┌──

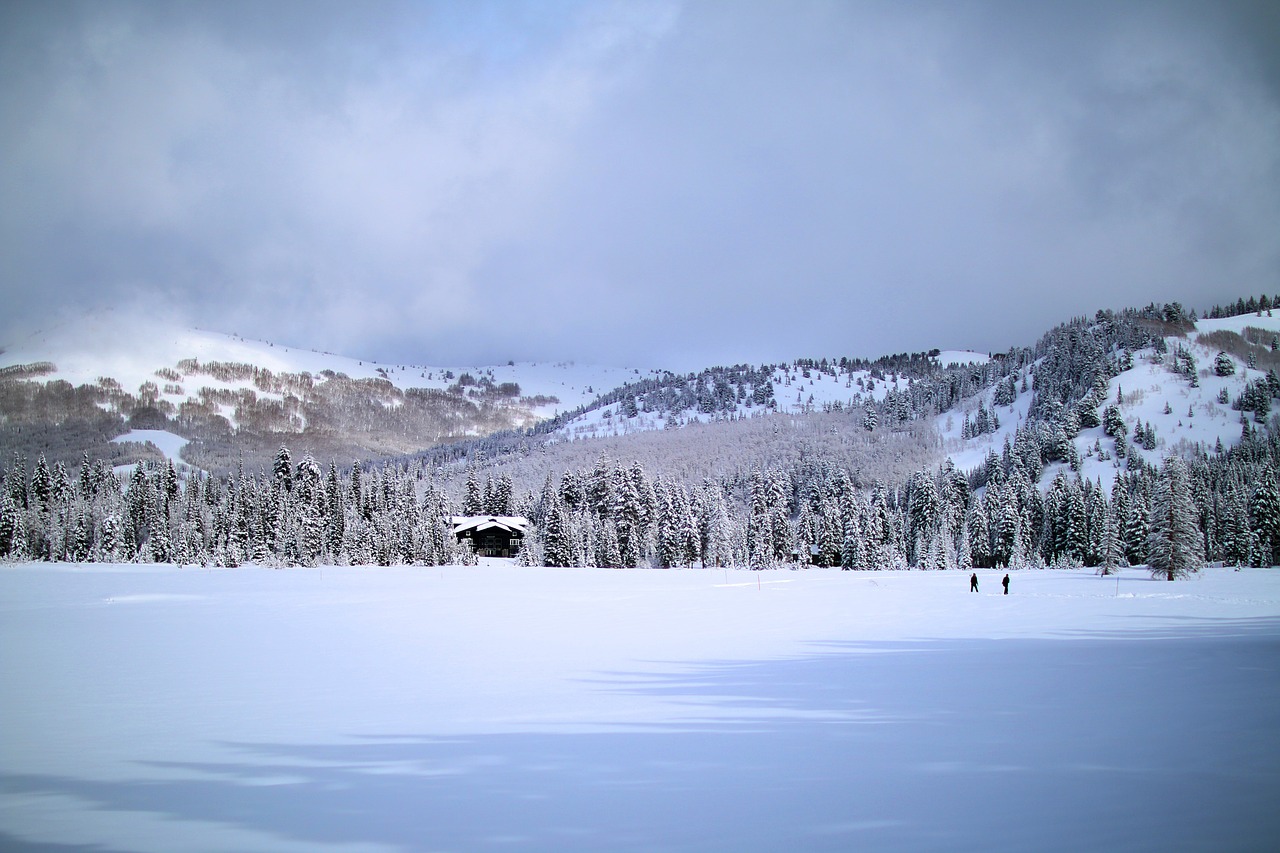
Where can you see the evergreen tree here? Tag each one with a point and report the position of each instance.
(1265, 519)
(1174, 541)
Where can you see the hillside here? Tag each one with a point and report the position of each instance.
(73, 388)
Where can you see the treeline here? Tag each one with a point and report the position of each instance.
(291, 515)
(1223, 506)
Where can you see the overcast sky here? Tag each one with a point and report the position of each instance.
(643, 183)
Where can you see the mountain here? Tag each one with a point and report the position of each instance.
(1141, 436)
(94, 384)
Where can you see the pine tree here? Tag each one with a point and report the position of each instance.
(1265, 519)
(1174, 543)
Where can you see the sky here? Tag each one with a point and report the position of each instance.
(647, 183)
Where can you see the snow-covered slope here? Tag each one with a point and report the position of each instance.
(131, 351)
(796, 389)
(1150, 392)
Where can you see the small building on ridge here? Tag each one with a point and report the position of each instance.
(492, 536)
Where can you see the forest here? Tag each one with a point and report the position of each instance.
(863, 489)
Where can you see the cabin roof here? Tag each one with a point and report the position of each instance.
(478, 523)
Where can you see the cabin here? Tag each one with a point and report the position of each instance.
(492, 536)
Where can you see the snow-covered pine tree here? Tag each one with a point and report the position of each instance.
(1265, 520)
(1174, 543)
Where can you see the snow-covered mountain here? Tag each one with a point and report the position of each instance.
(223, 391)
(1150, 391)
(218, 397)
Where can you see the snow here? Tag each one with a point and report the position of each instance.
(494, 707)
(949, 357)
(163, 441)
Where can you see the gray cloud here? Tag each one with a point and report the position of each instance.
(644, 183)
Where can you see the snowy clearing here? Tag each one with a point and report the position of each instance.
(493, 707)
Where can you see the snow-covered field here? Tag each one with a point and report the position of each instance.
(493, 707)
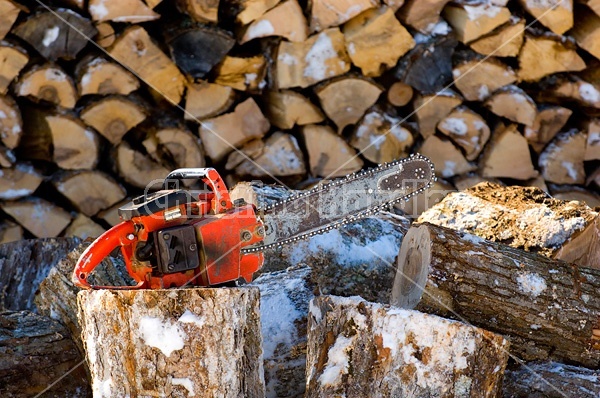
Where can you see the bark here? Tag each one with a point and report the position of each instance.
(547, 308)
(179, 342)
(361, 349)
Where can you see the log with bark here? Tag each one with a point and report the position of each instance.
(547, 308)
(360, 349)
(179, 342)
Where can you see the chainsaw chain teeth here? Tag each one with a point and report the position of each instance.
(352, 217)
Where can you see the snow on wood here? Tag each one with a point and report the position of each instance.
(522, 217)
(360, 349)
(284, 298)
(179, 342)
(547, 308)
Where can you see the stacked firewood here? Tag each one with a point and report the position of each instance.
(99, 99)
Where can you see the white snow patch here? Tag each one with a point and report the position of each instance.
(531, 283)
(589, 93)
(317, 56)
(571, 170)
(337, 362)
(165, 336)
(189, 317)
(98, 11)
(50, 36)
(449, 168)
(185, 383)
(260, 29)
(455, 125)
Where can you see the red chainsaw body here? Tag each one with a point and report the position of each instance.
(175, 238)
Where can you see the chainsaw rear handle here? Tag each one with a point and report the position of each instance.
(208, 175)
(121, 235)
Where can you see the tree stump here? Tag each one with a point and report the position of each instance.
(547, 308)
(35, 351)
(178, 343)
(361, 349)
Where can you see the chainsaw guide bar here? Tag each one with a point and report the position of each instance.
(343, 201)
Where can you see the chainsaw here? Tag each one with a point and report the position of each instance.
(178, 237)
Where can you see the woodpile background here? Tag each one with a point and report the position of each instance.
(100, 98)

└──

Problem to work on:
Could you reproduce the data above exactly, without its pictures?

Answer for this exercise:
Where can you see the evergreen tree here? Tag each one with a point and report the position of each instance.
(1265, 519)
(1174, 541)
Where can you see the hillside here? Tag each one with a point and report the position of each instance.
(73, 388)
Where can you see the treeline here? Tag each one with a point and report the position of each instance.
(291, 515)
(1223, 506)
Where can you see the overcast sky here? Tag each one with a point and report the position of each instance.
(643, 183)
Where can you see the mountain here? Tag each one with a point and report the position of each instance.
(1141, 436)
(94, 384)
Where can you see the pine tree here? Tag each one with a point and report the position of each instance.
(1265, 519)
(1174, 543)
Where can you see the sky here? Tag each one with a point and report the position of each instance.
(647, 183)
Where can you see the snow-covered slope here? Tag each one with a point and report the position of each instance.
(131, 351)
(796, 389)
(1150, 392)
Where can you see the small building on ridge here? Tag each one with a point and report the position of each instance.
(492, 536)
Where can you see the forest here? Tag each one with a point and report the position of each instance.
(863, 489)
Where can you see the cabin roof here? Tag each one with a point and report the position of each instance.
(478, 523)
Where can you see the cabin here? Tag each one with a point and report the position of each instance.
(492, 536)
Where can you see the snow-covered pine tree here? Tag each one with a point and report the position of each instance.
(1265, 520)
(1174, 543)
Where can you see the snow-covered mountain here? Tag each one with a point and report the position of each instance.
(223, 391)
(1150, 391)
(218, 397)
Where can you see the snow here? Tag each one with a point and report the position of each instance.
(494, 707)
(949, 357)
(163, 441)
Where can you see the gray cloud here? Tag each one with a point and report the position of each instance.
(644, 183)
Where can you see the snowy clearing here? Tag each one with a point and report the position of each instance.
(493, 707)
Where can you see the snow-covered field here? Tag each one with a point and report the position of each instance.
(493, 707)
Where can you see the bark here? Tag each one with a point and report the position of each instance.
(547, 308)
(179, 342)
(361, 349)
Where can you see the log with bark here? Tag each one with a point and report the position of each instance.
(547, 308)
(360, 349)
(179, 342)
Where can you see the chainsaw chain teeth here? Tag each one with a point and report the position of each instance.
(352, 217)
Where can you see the snow on wood here? Tag each one with a point and report the position of each instance.
(522, 217)
(360, 349)
(284, 298)
(179, 342)
(547, 308)
Where can you see the stacked firewood here? Tag each one with a point and report the position of each instance.
(99, 99)
Where can you see the white snow patch here? Tag each one with a point and report the position of each instance.
(531, 283)
(589, 93)
(317, 56)
(571, 170)
(337, 362)
(165, 336)
(189, 317)
(98, 11)
(50, 36)
(449, 168)
(185, 383)
(260, 29)
(455, 125)
Where can you see the red chainsaw body here? Tag each one with a point and report the position of each instance.
(175, 238)
Where can you see the chainsaw rear handle here? Tag each one with a point and report the position of each instance.
(208, 175)
(121, 235)
Where can you see the tree stump here? Tag each one with a point and report the position of each instance.
(547, 308)
(35, 351)
(178, 343)
(361, 349)
Where can you see the chainsaw guide bar here? Tag each one with a point and report the position of each instance.
(343, 201)
Where can you see the chainsaw here? Tag each one with a point and report the position of each instance.
(178, 237)
Where can you see the woodpile background here? Tag each one with a point and report the position of each instance.
(100, 98)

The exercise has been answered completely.